** START OF Text segment **

The state of the decentralized finance industry today can be compared to the dawn of the aviation industry, and like the earliest pioneers of flight, it's chasing a solution to the wrong problem.

At the end of the 19th century, pioneers of human flight such as Otto Lilienthal, the man who invented the first heavier-than-air glider, and the legendary Wright brothers Orville and Wilbur spent years devising ways for humans to master the skies. They were incredibly successful, with Lilienthal becoming known as the "Flying Man" of Germany after developing the concept of the modern wing and carrying out over 2,000 successful glides before his demise in 1896. Following in his wake, the Wright brothers wrote their names in the history books when they succeeded in launching the first sustained flight with a powered, controlled aircraft in December 1903.

Lilienthal and the Wright brothers successfully took to the skies, and in the process, changed the world as we know it. But they cannot be credited with creating the modern air transportation system that ferries people across the globe today. These trailblazers were focused on taking off and staying in the skies, but it was only with the invention of the modern jet engine several decades later that we were able to answer the question of how we can safely and reliably fly hundreds of people across the oceans.

It's a similar situation in DeFi today, where the vast majority of blockchain developers are trapped in an old way of thinking. Yes, decentralized finance is possible, but the way it works now will not enable DeFi to replace traditional finance.

Today, almost every blockchain relies on "messages" between smart contracts that update their balances. The core innovation of decentralized ledgers is to enable the free flow of assets, yet the current approach does not allow for these assets to flow efficiently or safely because most existing platforms don't inherently understand what an asset is. This means that they struggle to handle digital assets in much the same way as the Wright brothers' Kitty Hawk biplane would not be able to cope if fitted with a modern GE turbine engine.

Current Smart Contracts Can Only Fly So Far

Traditional DeFi is built using a "message-oriented approach" that has no concept of what cryptocurrencies actually are. Because of this, it means that your crypto wallet doesn't actually "hold" your assets. "Wallet" is really the wrong word, for what it actually does is act as a gateway that provides access to digital assets that are located somewhere else entirely. The majority of crypto owners don't even know where they are located.

Digital tokens are, in fact, just a creation of smart contracts. To create a token on Ethereum, developers deploy an ERC-20 contract that creates and maintains an internal list of balances for account addresses, which define who "owns" each token. So, this list might look like:

Alice owns 50 USDC, Bob owns 23.4 USDC and John owns 6 USDC. When Alice decides to "send" 5 USDC to Bob, she doesn't send those assets from her wallet to his. Rather, she sends a message to the smart contract, essentially telling it to delete 5 USDC from her balance and add it to Bob's.

** END OF Text segment **
** START OF Source excerpt **

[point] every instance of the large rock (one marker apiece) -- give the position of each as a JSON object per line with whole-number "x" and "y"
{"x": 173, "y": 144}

** END OF Source excerpt **

## [Problems]
A – Answer these questions from the article on decentralized finance:
(i) How many successful glides did Lilienthal carry out before his death?
(ii) What kind of contract do developers deploy to create a token on Ethereum?
(iii) In the balance list given as an example, how much USDC does Alice own?
B – Continue the article on decentralized finance after its last sentence.
The material placed after the article on decentralized finance comes from a separate source.

## [Exercise results]
A –
(i) Over 2,000.
(ii) An ERC-20 contract.
(iii) 50 USDC.

B –
In other words, users don't actually hold or directly control their tokens. They're completely reliant on the smart contract and its ability to maintain its list of balances correctly.

This kind of smart contract architecture might work, but it's never going to be enough to power DeFi on a global scale, just as Lilienthal's first glider and the Wright brothers' biplane were never going to form the basis of a global aviation industry.

Traditional DeFi with its message-oriented approach is too complex and too insecure with a convoluted transaction process that's entirely reliant on the function of smart contracts. Unfortunately, the current crypto ecosystem is one that's rife with hacks, where attackers invariably exploit some kind of bug in a smart contract.

Recently, the cryptosphere has seen a big jump in so-called "spend approval hacks" that drain users' accounts when they're interacting with a dApp. Due to its inefficiencies, the message-oriented approach used in traditional DeFi requires users to give "approval" to any smart contract they interact with to withdraw any number of tokens from their wallet without their explicit say-so. When transacting on a dApp such as Uniswap, for example, users are allowing it to spend their assets on their behalf and trusting that it won't do anything naughty.

So when someone tells a Uniswap smart contract to send tokens to another address, they're really giving Uniswap permission to withdraw as many tokens as it wants — and simply trusting that it will only take out the ones it's authorized to. But if that smart contract contains a bug that can be exploited, as happens way too frequently throughout the DeFi ecosystem, hackers can withdraw more tokens than the user has authorized, resulting in their balances being fully drained.

It's all caused by the fact that DeFi doesn't know what an asset is and that people do not "own" their tokens the way they think they do.

It's an alarming problem, with Rekt.news stating that the top 100 hacks in the crypto ecosystem have cost users a combined $6 billion. This is clearly not the foundation of an alternative, global financial system. There's simply too much money that goes missing, and it's all due to the fundamental architectural design mistakes of crypto's earliest innovators.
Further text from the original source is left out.